Objective:
Copy out the whole listing below word for word, keeping every line in its original order.

Exercise materials:
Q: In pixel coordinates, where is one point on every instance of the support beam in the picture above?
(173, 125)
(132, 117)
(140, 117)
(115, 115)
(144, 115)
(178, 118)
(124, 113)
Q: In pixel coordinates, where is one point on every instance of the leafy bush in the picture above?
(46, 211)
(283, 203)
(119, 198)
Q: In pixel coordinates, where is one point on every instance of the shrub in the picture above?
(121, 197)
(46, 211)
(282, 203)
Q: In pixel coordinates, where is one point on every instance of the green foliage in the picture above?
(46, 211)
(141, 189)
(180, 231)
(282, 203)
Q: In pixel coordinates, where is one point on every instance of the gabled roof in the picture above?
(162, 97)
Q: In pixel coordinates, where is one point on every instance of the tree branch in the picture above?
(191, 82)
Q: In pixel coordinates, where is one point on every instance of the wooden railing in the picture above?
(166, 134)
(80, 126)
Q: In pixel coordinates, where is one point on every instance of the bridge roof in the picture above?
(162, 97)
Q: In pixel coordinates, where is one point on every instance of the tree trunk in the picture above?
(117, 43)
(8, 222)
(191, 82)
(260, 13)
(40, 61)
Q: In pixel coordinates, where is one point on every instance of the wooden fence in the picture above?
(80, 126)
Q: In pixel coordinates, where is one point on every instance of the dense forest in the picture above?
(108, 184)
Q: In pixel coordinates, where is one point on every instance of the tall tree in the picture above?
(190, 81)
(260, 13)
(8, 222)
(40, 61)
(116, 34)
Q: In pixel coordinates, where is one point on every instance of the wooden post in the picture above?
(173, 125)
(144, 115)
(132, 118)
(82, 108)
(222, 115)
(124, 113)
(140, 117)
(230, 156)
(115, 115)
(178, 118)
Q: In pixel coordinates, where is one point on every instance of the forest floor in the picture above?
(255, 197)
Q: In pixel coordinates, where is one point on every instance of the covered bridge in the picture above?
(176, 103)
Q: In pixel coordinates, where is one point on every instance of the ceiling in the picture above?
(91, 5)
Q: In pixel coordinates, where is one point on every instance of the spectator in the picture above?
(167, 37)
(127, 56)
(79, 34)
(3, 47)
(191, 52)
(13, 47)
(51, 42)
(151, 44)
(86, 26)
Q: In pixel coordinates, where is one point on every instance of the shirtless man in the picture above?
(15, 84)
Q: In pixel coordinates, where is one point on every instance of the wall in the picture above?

Solution:
Q: In pixel coordinates, where is one point on every instance of the support beam in the picture above?
(173, 125)
(132, 117)
(140, 117)
(115, 115)
(144, 115)
(178, 118)
(124, 113)
Q: In pixel coordinates, where is one point on every instance of the leafy bush in the picture above?
(46, 211)
(283, 203)
(119, 198)
Q: In pixel coordinates, where is one point on every instance of the shrub in the picture above?
(121, 197)
(46, 211)
(282, 203)
Q: In pixel coordinates, where is one point on every instance of the green foliage in the picture above?
(46, 211)
(141, 189)
(180, 231)
(282, 203)
Q: In pixel coordinates, where is one point on every instance of the gabled roof in the picture above?
(162, 97)
Q: In pixel coordinates, where is one point on every instance of the tree branch in the picture above?
(191, 82)
Q: In pixel coordinates, where is one point on every instance of the wooden railing in the picture above?
(166, 134)
(80, 126)
Q: In pixel coordinates, where is one point on every instance of the bridge roof in the picture above?
(162, 97)
Q: In pixel coordinates, where is one point on every instance of the tree trunk in the picture above?
(117, 43)
(8, 222)
(191, 82)
(260, 13)
(40, 61)
Q: In pixel coordinates, where is one point on every instance of the wooden fence in the picture above?
(80, 126)
Q: In pixel coordinates, where is one point on every instance of the dense forest in the picture above?
(108, 184)
Q: In pixel coordinates, where is one point on every instance of the tall tree in the picture above?
(190, 81)
(260, 13)
(8, 222)
(40, 61)
(116, 34)
Q: In pixel coordinates, where is one point on every instance of the wooden post in the picture above?
(173, 125)
(144, 115)
(132, 118)
(82, 108)
(222, 115)
(124, 113)
(140, 117)
(230, 156)
(115, 115)
(178, 118)
Q: In pixel coordinates, where is one point on every instance of the forest floor in the picture above?
(255, 197)
Q: In pixel coordinates, where is one point on every instance of the covered bridge in the picture above?
(176, 103)
Q: In pixel coordinates, where is one point on every instance of the ceiling in the picture above?
(91, 5)
Q: In pixel coordinates, where is one point on every instance of the spectator in the picture above?
(167, 37)
(127, 56)
(79, 34)
(3, 47)
(191, 52)
(13, 47)
(51, 42)
(151, 44)
(86, 26)
Q: In pixel coordinates, where is one point on every instance of the shirtless man in the picture above?
(15, 84)
Q: In pixel coordinates, where is one point on every instance of the wall in the picture above?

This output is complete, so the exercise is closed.